▸ WORK INSTRUCTIONS
Your copy should match the records exactly, except that no pictures appear in it.
──────────────────────────────
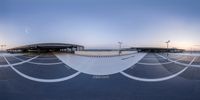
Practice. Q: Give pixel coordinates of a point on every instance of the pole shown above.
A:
(167, 47)
(120, 46)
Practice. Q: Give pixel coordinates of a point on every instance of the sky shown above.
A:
(101, 23)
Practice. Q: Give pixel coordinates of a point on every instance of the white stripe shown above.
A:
(158, 79)
(46, 64)
(42, 80)
(19, 63)
(159, 63)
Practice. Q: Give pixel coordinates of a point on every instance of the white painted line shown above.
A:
(99, 66)
(19, 63)
(46, 64)
(42, 80)
(155, 64)
(158, 79)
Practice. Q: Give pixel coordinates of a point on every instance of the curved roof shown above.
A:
(46, 45)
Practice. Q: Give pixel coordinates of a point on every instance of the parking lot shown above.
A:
(153, 77)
──────────────────────────────
▸ EXERCISE RESULT
Practice. Q: Give pixel coordinates of a point on every instance of the pole shown above.
A:
(167, 47)
(120, 46)
Practice. Q: Give pixel coordinates of a point on every instance of the sky shown above.
A:
(101, 23)
Practice. Q: Give pixel coordinates of a point on every instance of the white stripe shown above.
A:
(158, 79)
(46, 64)
(42, 80)
(19, 63)
(159, 63)
Practice. Q: Give pixel coordinates of a point on every instance of the white painted line shown above.
A:
(99, 66)
(19, 63)
(46, 64)
(42, 80)
(155, 64)
(158, 79)
Practice. Q: Give pixel coordinates of a point on every instance of the curved roof shown above.
A:
(46, 45)
Practice. Q: Give pixel coordinates of a point on every instance of the parking lot shown above.
A:
(153, 77)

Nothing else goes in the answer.